**DATA LISTING:**
··········

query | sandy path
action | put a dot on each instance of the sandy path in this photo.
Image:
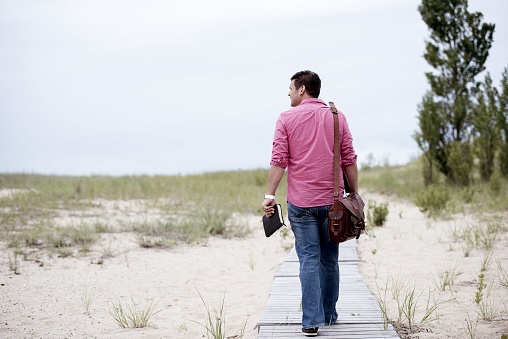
(413, 252)
(45, 302)
(410, 251)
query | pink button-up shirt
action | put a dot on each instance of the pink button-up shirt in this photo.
(303, 143)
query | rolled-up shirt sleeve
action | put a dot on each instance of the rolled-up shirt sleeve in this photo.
(280, 148)
(348, 154)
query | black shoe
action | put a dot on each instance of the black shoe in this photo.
(310, 332)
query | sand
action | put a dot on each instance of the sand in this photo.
(46, 299)
(414, 253)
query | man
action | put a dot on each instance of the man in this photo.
(303, 143)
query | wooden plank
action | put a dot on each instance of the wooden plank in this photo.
(360, 331)
(359, 314)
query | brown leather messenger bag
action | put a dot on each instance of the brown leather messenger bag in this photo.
(346, 219)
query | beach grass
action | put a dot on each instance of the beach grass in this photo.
(187, 208)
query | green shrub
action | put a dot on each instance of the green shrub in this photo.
(377, 213)
(433, 200)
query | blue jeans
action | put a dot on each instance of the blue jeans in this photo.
(319, 267)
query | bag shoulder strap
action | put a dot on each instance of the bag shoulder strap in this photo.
(336, 151)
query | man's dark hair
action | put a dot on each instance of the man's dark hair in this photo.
(310, 80)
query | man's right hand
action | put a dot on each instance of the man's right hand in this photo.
(267, 206)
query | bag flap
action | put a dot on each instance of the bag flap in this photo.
(355, 205)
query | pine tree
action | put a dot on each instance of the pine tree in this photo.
(458, 49)
(502, 124)
(485, 126)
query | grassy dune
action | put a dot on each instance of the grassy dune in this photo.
(67, 214)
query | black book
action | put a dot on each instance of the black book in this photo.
(273, 223)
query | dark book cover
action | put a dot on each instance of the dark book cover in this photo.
(273, 223)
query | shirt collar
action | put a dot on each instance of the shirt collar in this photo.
(312, 101)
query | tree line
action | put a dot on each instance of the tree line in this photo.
(462, 121)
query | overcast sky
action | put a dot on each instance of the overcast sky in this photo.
(178, 87)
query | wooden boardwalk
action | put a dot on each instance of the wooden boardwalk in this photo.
(359, 313)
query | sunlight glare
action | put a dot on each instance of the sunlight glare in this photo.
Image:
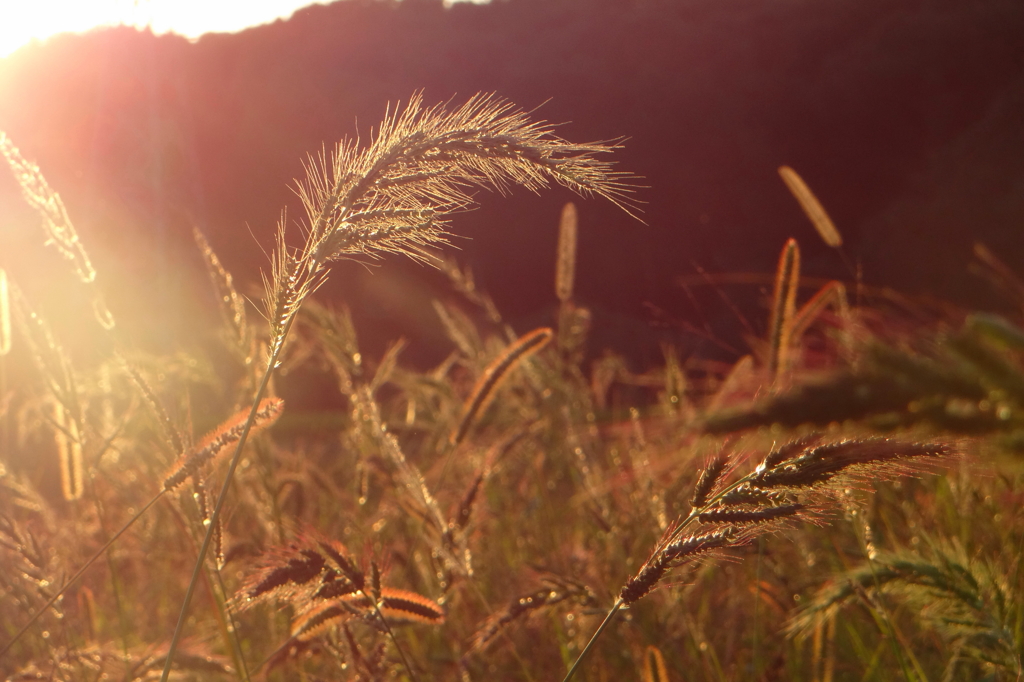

··········

**DIRECTIVE:**
Put every line of the items above into a numbered list, skipping blank lines. Leave the pictures out of your answer.

**EXERCISE SOLUTION:**
1. query | sandy path
2. action | put a dot on each instance of the sandy path in this photo.
3. Image:
4. (413, 252)
5. (45, 302)
6. (410, 251)
7. query | pink button-up shirt
8. action | put a dot on each instance of the pink button-up shirt in this photo.
9. (303, 143)
10. query | rolled-up shirt sleeve
11. action | put a dot on each instance of the rolled-up shirt sleeve in this photo.
12. (280, 148)
13. (348, 154)
14. query | black shoe
15. action | put a dot on each instance of the black shoe in this photo.
16. (310, 332)
17. query | sand
18. action | put a dot on each instance of the sand in this photo.
19. (46, 299)
20. (414, 253)
21. query | man
22. action | put a dot on each instance of the man in this photo.
23. (303, 143)
24. query | wooden plank
25. action | put a dot on each instance of the wooden plank in this photo.
26. (360, 331)
27. (359, 314)
28. query | brown leather messenger bag
29. action | put a dot on each instance of the brown leather messenger bag in this photo.
30. (346, 219)
31. query | beach grass
32. action | put a dot on each instance of the beach grass in this photo.
33. (187, 208)
34. query | green shrub
35. action | put a dot on each instance of the green shrub in this photo.
36. (377, 213)
37. (433, 200)
38. query | blue jeans
39. action | put a dot on each instance of the blue jeans in this photo.
40. (319, 267)
41. query | bag shoulder strap
42. action | put a dot on each instance of the bag shoulder strap in this photo.
43. (336, 151)
44. query | man's dark hair
45. action | put a dot on each instance of the man's dark hair in this photo.
46. (310, 80)
47. query | man's right hand
48. action | put a dot on each instance of the man's right hand in this photo.
49. (267, 206)
50. query | bag flap
51. action | put a dot on each instance of the bag flap in this photo.
52. (355, 205)
53. query | pine tree
54. action | put a dot on each instance of the pine tree in this photo.
55. (458, 49)
56. (502, 124)
57. (485, 126)
58. query | grassy dune
59. action | put a dot on each instance of the grassy dune in this photo.
60. (67, 214)
61. query | black book
62. action | put a dot on each instance of the black book in this photo.
63. (273, 223)
64. query | dark book cover
65. action | put a dot on each instance of the dark book cover in this photo.
66. (273, 223)
67. query | shirt collar
68. action | put a dot on each instance of the shirt collar in this photo.
69. (312, 101)
70. query | tree line
71. action | put a dot on each instance of the tree line in this photo.
72. (462, 121)
73. query | overcast sky
74. action | put a dot on each instance of the overcast sky in this photo.
75. (178, 87)
76. query | wooden boardwalk
77. action | put a dot on each instance of the wooden boardwalk in this photo.
78. (359, 313)
79. query | sunlight glare
80. action | put a dot on each instance of the sunlight glare in this photo.
81. Image:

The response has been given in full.